Direction A:
List everyone the post on the 1881 Texas capitol fire names as consulting over the plans for the proposed new capitol when the fire began, each with the title the post gives.
Direction B:
Extend the post on the 1881 Texas capitol fire, beginning after its final sentence and keeping its tone.

Source excerpt:
%%

In mĭnĭmis cauti, in maxĭmis negligentes

February 2, 2013 § Leave a comment

Last week, I suggested that the Texas legislature adopt a motto that truly reflected its wisdom, or lack thereof. My first suggestion was “In mĭnĭmis cauti, in maxĭmis negligentes,” Latin for “Cautious in small matters, careless in great.” Or in the parlance of our times, “penny-wise, pound foolish.”

Alternatively, if our state’s elected “corpus dementia” had a salt lick of sense, it might choose: “Vir prudens non contra ventum mingit,” Latin for “A wise man does not urinate against the wind.” But that entails assuming that our collective corpus know how to lower a zipper in the same way they lower our expectations for a better Texas every two years. But that is what “Depends” and staff are for.

But enough ridicule, however well deserved.

The purpose of this post is to continue the penny-wise, pound foolish history of the legislature started with the post, “If at First You Don’t Secede, Try, Try Again.”
For that, we step back to 1881, and the burning of the Old Colonial Capitol that preceded our present asylum. As you will read, the event was a masterpiece of multiple incompetence.

On November 9, 1881, while Governor Oran Roberts, Comptroller Brown, Treasurer Lubbock, Land Commissioner Walsh, Attorney General McLeary, and the new capitol commissioners, Judge Jo Lee and Col. L.N. Norton were consulting over the plans for the proposed new capitol, the old one was being set on fire a few feet from them through the carelessness of a department clerk, and the ignorance of a mechanic who ran a stove pipe against the paper and plank sides of a room full of books, instead of into a flue, as he supposed he was doing.

A hole had formerly been cut in the stone wall between the two rooms for a stove pipe to be extended from the attorney general’s east room to the further or east wall of the book room, in which there was a flue. Latterly, this aperture on the book-room side had been papered or planked over, but was open on the side of the attorney general’s office. A few days ago a stove was put up in the eastern room of the attorney general’s office, and the stove pipe from it was placed in that aperture. The sparks when the fire in the stove was lighted, of course made their way through the paper or plank over the stove hole in the book room and dropped down among the books and caused the fire. That room contained the entire reserve supply of all the Texas Supreme Court Reports, from the organization of that tribunal up to and inclusive of volume 53, received from the publishers but a few months ago. The journals of the congress of the republic and all the legislatures since annexation were also deposited there, and the same may be said of several hundred volumes of the Revised Civil Statutes of the State.

The fire had got well under way among the valuable and inflammable material before it was discovered, and had made such headway before any general alarm could be given that it was impossible to save the building with the inadequate water supply in the Capitol grounds, and the little pressure on the water pipes at that time. But the portraits of old heroes and old Texans in the Representative Hall and the Senate Chamber, and many valuable works from the State Library, could have been saved if the heads of the State Government had shown presence of mind at the first discovery of the fire. But the State Library, geological specimens, the portraits, paintings, furniture, and everything in the legislative halls is a total loss, and the only things saved from the building were the records of the various departments, and some of them in a damaged condition. The loss of the building itself can not be considered a very great calamity, but some of its contents were invaluable, and can never be replaced.

%%

Data:

%%

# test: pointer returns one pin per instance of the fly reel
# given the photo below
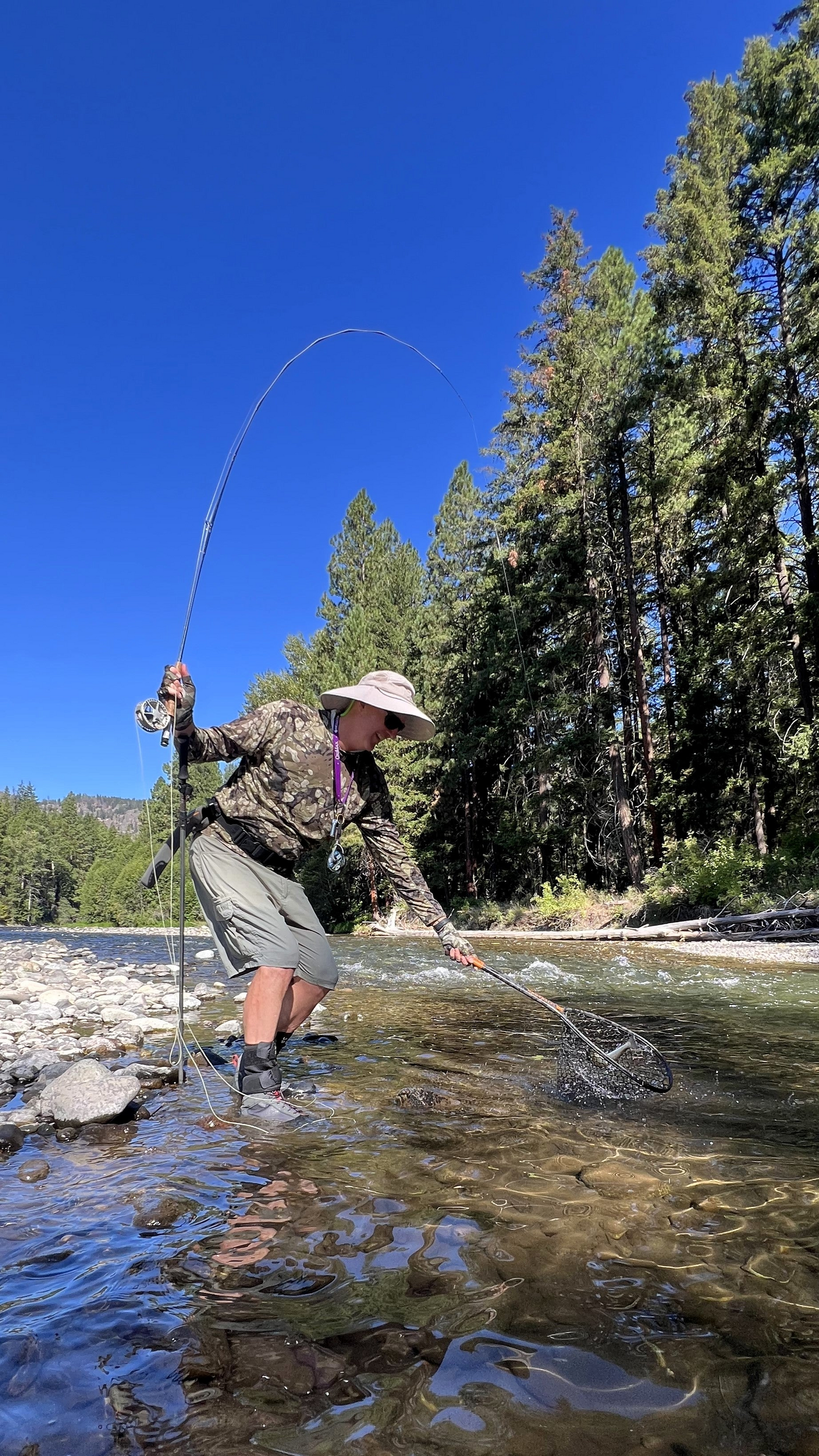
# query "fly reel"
(153, 717)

%%

Exercise result A:
- Governor Oran Roberts
- Comptroller Brown
- Treasurer Lubbock
- Land Commissioner Walsh
- Attorney General McLeary
- Judge Jo Lee, capitol commissioner
- Col. L.N. Norton, capitol commissioner

Exercise result B:
The flames consuming the State Capitol reduced to ashes mementoes dear to Texas history. Beside the six volumes of historical records of the early days of Mexico, many portraits of the fathers of the Republic, and of celebrities of a later date, which can not be replaced, were destroyed.

The 16th and 17th Legislatures had failed to approve funding for hydrants; there was insufficient water or water pressure to mount an effective attack on the fire. An entry in fire records by department recorder A.H. Robinson, noted the pressure, however, was not sufficient to throw water even a few feet. “The economical solons (sessions) of the sixteenth legislature and so, too, the seventeenth, refused to appropriate enough money to supply the Capitol building and the grounds with hydrants and water. Today, we gaze upon the blackened walls of a burnt state house as the monument to their penny-wise and pound-foolish policy.”

Fingers were pointing at each other everywhere after the fire, as several articles in the Galveston Daily News pointed out, beginning on November 15, 1881:

“THE NEWS, in this issue, in the special letter of its Austin correspondent, publishes a reply to the State Commissioner of Insurance to some comments upon the conspicuous business defects of politicians elevated to high trusts as illustrated by the recent burning of uninsured public property at the capital. The comments referred to in THE NEWS issue of the 13th are met by Colonel Spaight, who appears to shoulder the entire responsibility of the failure of any official to procure the protection of a policy of insurance upon the old capital. Although he claims the duty to insure is not nominated in the law as applicable to his bureau, yet he proceeds to contention and debate against any one dreaming of so unusual and preposterous an idea as to insure a State capitol. It is then quite in order to hold the volunteer champion of the neglectful State administration responsible and solely responsible for the omission, if there has been one, which involves any dereliction of duty or palpable lack of ordinary business capacity. The commissioner attempts to avoid responsibility because the duty of insuring public property is not specifically set out in the act creating his office. He is by law superintendent of public buildings and grounds. He has as such exercised the specific act of guarding the capitol against fire by having the flues cleansed. Was that specific duty set forth in the act, and was a specific appropriation made for the professional chimney sweep he employed? In the correspondent’s letter referred to is mentioned the fact that the commissioner recognized great danger of fire and took precautions against it.

“The commissioner holds that no appropriation for insurance has been made in forty years; neither, might he add, has any been made f or an expert chimney-sweep’s salary. And yet THE NEWS only inquired why the commissioner had not asked the governor and legislature to provide insurance against a fire loss.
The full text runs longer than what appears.